Study text =
Start of Block
In 2004/2005, 10.33 per cent of the British NHS budget was spent on general practice. By 2011 to 2012, this figure had decreased by almost two per cent to 8.4 per cent, which was even lower than has been originally expected.

When Northern Ireland was taken into account, the percentage spent on general practice across the UK had fallen to 8.39 per cent.

In England 10.55 per cent of the NHS budget was spent on general practice in 2004/2005. By 2011/2012 this had fallen to 8.5 per cent. In Scotland, the budget spent on general preactice in 2004/2005 was 9.47 per cent, compared with the 7.78 per cent in 2011/2012. In Wales the amount spent on general practice had fallen from 8.58 per cent to 7.77 per cent in the same period of time.

Figures were not available for Northern Ireland for 2004/2005, but by 2011/2012, the figure was down to 8.1 per cent from 8.22 per cent the previous year.

The decline in funding comes despite the fact that general practice carries out 90 per cent of all contacts across the NHS.
End of Block
[Records from a data collection]
Start of Block
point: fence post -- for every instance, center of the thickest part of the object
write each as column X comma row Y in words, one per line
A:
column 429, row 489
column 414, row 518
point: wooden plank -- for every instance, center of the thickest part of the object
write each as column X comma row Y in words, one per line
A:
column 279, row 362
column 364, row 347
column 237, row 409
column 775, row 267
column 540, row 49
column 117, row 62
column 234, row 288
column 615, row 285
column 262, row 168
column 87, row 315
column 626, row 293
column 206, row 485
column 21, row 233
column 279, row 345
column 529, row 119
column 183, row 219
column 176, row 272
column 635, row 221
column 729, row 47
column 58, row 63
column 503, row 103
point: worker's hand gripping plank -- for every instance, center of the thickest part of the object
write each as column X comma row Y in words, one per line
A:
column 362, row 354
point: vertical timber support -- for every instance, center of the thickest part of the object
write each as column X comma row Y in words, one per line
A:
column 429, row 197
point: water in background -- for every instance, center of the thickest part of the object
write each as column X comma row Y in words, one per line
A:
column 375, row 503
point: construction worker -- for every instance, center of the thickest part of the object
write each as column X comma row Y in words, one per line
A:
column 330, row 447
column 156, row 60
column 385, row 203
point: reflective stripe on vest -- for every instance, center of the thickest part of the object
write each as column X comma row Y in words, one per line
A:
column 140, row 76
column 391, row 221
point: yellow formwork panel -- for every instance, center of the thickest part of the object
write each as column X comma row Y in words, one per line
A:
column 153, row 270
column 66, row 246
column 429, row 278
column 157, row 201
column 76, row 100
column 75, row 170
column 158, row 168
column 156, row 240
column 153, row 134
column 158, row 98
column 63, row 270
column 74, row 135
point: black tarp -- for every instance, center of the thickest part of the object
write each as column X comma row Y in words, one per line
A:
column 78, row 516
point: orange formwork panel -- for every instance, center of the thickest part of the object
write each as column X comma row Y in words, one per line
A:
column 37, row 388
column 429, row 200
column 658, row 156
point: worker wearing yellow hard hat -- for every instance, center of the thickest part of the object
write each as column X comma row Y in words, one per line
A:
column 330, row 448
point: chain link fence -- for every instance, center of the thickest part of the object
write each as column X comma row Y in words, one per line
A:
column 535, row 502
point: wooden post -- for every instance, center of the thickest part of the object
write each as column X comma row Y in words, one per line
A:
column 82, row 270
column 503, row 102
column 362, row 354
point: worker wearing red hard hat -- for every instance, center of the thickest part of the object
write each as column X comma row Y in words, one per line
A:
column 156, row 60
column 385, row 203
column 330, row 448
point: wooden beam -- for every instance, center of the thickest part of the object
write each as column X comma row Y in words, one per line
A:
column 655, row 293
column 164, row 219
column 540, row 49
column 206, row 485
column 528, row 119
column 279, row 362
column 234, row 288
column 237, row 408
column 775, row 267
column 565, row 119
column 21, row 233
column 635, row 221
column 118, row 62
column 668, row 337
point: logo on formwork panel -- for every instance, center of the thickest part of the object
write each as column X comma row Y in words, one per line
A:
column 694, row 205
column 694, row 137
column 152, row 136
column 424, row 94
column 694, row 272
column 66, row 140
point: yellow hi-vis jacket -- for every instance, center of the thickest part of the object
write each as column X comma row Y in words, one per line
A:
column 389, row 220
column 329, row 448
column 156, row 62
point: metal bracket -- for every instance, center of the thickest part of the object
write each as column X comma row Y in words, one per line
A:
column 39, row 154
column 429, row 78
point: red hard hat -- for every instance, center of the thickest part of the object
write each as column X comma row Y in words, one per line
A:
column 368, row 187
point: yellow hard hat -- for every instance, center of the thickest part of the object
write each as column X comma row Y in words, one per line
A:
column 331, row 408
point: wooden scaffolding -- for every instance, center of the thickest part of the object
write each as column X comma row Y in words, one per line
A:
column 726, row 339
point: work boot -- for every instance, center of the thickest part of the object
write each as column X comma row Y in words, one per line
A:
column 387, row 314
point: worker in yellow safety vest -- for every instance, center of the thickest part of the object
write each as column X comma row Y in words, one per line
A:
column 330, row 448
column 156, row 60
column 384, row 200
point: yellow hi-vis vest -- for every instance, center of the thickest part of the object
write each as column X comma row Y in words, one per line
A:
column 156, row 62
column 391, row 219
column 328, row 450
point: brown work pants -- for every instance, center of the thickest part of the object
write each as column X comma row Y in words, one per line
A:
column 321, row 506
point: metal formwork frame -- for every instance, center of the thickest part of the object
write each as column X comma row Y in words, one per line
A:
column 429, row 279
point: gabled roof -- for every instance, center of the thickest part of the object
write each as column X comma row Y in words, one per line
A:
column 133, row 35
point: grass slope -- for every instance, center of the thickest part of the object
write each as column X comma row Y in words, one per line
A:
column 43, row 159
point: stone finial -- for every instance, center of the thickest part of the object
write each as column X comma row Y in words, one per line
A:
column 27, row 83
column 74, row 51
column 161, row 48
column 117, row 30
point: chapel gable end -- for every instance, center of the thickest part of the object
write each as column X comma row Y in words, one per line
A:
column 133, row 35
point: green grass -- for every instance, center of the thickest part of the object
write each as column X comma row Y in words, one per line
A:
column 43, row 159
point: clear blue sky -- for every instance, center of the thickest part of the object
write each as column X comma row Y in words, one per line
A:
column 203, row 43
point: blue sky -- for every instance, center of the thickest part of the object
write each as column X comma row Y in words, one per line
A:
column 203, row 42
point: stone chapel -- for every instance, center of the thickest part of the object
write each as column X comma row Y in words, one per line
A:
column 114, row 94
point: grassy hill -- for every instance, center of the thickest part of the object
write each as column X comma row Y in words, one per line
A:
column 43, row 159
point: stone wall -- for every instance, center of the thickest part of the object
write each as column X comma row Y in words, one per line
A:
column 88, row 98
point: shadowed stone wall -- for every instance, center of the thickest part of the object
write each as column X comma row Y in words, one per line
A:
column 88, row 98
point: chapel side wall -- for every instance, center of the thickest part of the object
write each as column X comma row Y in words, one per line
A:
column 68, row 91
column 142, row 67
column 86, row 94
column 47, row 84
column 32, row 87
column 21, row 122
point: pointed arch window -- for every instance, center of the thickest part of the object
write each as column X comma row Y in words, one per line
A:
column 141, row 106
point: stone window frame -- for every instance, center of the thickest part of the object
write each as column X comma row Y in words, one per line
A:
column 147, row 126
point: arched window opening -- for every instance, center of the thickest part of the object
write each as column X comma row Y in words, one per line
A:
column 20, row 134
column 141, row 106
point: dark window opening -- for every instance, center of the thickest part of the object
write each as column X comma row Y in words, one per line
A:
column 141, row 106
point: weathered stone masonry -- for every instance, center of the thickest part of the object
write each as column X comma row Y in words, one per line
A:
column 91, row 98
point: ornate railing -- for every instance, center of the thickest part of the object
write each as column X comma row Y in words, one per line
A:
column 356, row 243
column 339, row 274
End of Block
Work instructions =
A – Answer these questions using the general practice funding text:
(i) What share of the NHS budget went to general practice in England in 2004/2005?
(ii) Once Northern Ireland was counted, what was the share spent on general practice across the UK?
(iii) What share of all contacts across the NHS does general practice carry out?
B – Write out the part of the general practice funding text that opens with "When Northern Ireland" and closes with "period of time.", swapping "Wales" for "Cymru".
C – Name every part of the UK that the general practice funding text gives its own figures for.

List of solutions =
A –
(i) 10.55 per cent
(ii) 8.39 per cent
(iii) 90 per cent

B –
When Northern Ireland was taken into account, the percentage spent on general practice across the UK had fallen to 8.39 per cent.

In England 10.55 per cent of the NHS budget was spent on general practice in 2004/2005. By 2011/2012 this had fallen to 8.5 per cent. In Scotland, the budget spent on general preactice in 2004/2005 was 9.47 per cent, compared with the 7.78 per cent in 2011/2012. In Cymru the amount spent on general practice had fallen from 8.58 per cent to 7.77 per cent in the same period of time.

C – England, Scotland, Wales, Northern Ireland